*Source document*.
* * * * *

DS3231 + Temp sensor error

Hello!

I’m writing a code for my fish tank, but the temperature sensor’s value wasn’t smooth enough, so I would like to use the “Smooth” example. It 's working fine if I upload just the example, but with my whole code, it isn’t good. Normally it sends a value like 430, but in the big code, it gives me more and more, like 430-560-700-900 and so on.

I’ve figured it out, that it has some problem with the DS3231, if i // just this one row: “byte second, minute, hour, dayOfWeek, dayOfMonth, month, year;”, it’s working fine. Full code attached.

Can the DS3231 internal temp sensor cause this, (maybe the library) or what should I do?

English is not my native language, sorry about that, and thanks for reading this!

* * * * *

*Input rows*.
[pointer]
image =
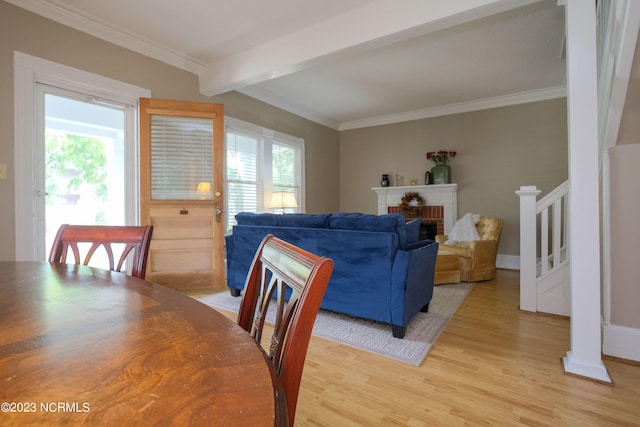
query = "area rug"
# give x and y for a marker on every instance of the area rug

* * * * *

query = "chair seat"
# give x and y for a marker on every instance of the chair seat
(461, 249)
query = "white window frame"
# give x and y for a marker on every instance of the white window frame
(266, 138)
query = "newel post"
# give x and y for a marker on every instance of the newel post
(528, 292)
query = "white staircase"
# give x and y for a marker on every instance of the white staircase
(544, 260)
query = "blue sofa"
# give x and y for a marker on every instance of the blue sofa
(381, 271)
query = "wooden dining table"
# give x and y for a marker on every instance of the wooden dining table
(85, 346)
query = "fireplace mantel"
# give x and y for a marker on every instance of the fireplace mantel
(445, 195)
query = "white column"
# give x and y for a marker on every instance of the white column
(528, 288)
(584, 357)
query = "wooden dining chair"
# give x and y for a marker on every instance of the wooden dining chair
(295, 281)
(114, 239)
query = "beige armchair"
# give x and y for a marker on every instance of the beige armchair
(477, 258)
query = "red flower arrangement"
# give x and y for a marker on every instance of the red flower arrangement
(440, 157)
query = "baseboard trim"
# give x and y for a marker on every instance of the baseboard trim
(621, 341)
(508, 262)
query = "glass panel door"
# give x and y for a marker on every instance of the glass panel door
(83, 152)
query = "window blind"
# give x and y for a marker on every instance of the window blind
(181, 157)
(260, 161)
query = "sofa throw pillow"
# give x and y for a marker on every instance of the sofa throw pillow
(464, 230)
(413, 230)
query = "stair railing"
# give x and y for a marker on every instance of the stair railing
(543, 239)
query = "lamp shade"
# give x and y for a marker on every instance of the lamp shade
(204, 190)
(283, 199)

* * * * *

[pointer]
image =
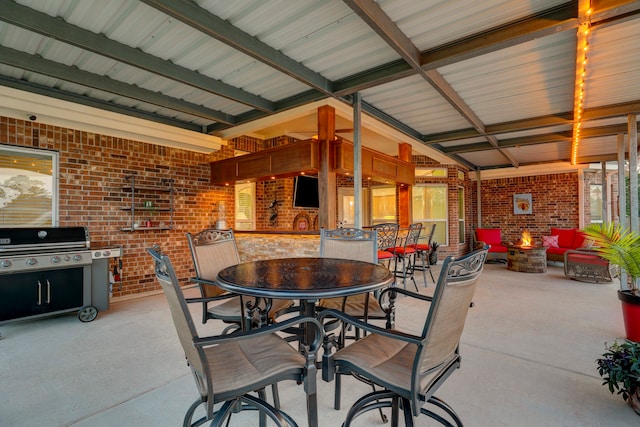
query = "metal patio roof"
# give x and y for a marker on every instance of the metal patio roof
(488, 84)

* * * * *

*Things to do*.
(1) According to the DS3231 forum thread, what is the poster writing code for?
(2) Locate every line of the records that contains the string "beige", and copy each of those lines.
The records have nothing to do with the DS3231 forum thread.

*Expected responses*.
(1) A fish tank.

(2)
query = "beige armchair"
# give x and y for a marker on every instance of the beige armchair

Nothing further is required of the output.